Repeat the listing below exactly as given.

[WORKING DATA Boundary: Start]

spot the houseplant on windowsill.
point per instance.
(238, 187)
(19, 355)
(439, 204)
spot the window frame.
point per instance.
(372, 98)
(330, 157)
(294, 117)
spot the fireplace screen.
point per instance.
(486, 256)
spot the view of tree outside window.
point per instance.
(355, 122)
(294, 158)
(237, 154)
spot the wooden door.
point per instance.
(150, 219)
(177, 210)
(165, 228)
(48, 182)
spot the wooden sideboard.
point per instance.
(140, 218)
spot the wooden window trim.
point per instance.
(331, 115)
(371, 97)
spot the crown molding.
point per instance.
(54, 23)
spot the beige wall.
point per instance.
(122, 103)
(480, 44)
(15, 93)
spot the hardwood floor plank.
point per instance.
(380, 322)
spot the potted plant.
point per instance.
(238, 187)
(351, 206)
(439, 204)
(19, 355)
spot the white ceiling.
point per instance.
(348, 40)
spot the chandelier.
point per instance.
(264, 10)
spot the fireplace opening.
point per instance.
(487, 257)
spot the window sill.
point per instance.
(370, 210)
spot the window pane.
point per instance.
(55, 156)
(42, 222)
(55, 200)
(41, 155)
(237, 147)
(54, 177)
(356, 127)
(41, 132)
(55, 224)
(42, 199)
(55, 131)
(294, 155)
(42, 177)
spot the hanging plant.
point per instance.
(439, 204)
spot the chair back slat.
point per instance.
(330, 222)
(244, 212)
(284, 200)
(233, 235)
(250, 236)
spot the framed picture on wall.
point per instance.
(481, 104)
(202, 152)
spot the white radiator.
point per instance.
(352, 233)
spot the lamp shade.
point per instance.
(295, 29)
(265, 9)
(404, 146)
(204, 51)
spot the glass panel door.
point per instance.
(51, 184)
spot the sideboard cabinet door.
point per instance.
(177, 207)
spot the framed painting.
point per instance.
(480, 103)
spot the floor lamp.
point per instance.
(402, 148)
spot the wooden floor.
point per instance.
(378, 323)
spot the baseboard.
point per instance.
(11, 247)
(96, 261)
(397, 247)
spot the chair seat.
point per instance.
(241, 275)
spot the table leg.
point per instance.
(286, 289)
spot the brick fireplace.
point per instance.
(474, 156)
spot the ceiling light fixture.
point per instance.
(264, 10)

[WORKING DATA Boundary: End]

* _EXERCISE RESPONSE_:
spot the houseplant on windowsill.
point per instance.
(238, 187)
(19, 355)
(439, 204)
spot the window frame.
point per instance.
(372, 98)
(330, 157)
(294, 117)
spot the fireplace screen.
point per instance.
(486, 256)
spot the view of tree outside window.
point per instance.
(355, 122)
(294, 158)
(237, 154)
spot the wooden door.
point per instance.
(150, 219)
(177, 210)
(165, 228)
(48, 182)
spot the wooden sideboard.
point per instance.
(140, 218)
spot the wooden window trim.
point per instance.
(331, 115)
(371, 97)
spot the crown molding.
point per instance.
(54, 23)
spot the beige wall.
point per instance.
(122, 103)
(480, 44)
(15, 93)
spot the hardwood floor plank.
point per instance.
(380, 322)
spot the potted plant.
point per instance.
(238, 187)
(351, 206)
(439, 204)
(19, 355)
spot the white ceiling.
point per instance.
(348, 40)
spot the chandelier.
point per instance.
(264, 10)
spot the fireplace opening.
point per instance.
(487, 257)
spot the window sill.
point per instance.
(370, 210)
spot the window pane.
point per instance.
(55, 156)
(42, 222)
(55, 200)
(41, 155)
(237, 147)
(54, 177)
(356, 127)
(41, 132)
(55, 224)
(42, 199)
(55, 131)
(294, 155)
(42, 177)
spot the hanging plant.
point per instance.
(439, 204)
spot the chair back slat.
point per instance.
(330, 222)
(244, 212)
(284, 200)
(233, 235)
(250, 236)
spot the framed picture on wall.
point per instance.
(481, 104)
(202, 152)
spot the white radiator.
point per instance.
(352, 233)
spot the lamp shade.
point per instance.
(295, 29)
(265, 9)
(404, 146)
(204, 51)
spot the glass panel door.
point per instance.
(51, 184)
spot the sideboard cabinet door.
point per instance.
(177, 207)
spot the framed painting.
point per instance.
(480, 103)
spot the floor lamp.
point per instance.
(402, 148)
spot the wooden floor.
point per instance.
(378, 323)
spot the baseboard.
point per instance.
(11, 247)
(96, 261)
(397, 247)
spot the chair seat.
point per instance.
(241, 275)
spot the table leg.
point per instance.
(286, 289)
spot the brick fireplace.
point per instance.
(474, 156)
spot the ceiling light fixture.
point per instance.
(264, 10)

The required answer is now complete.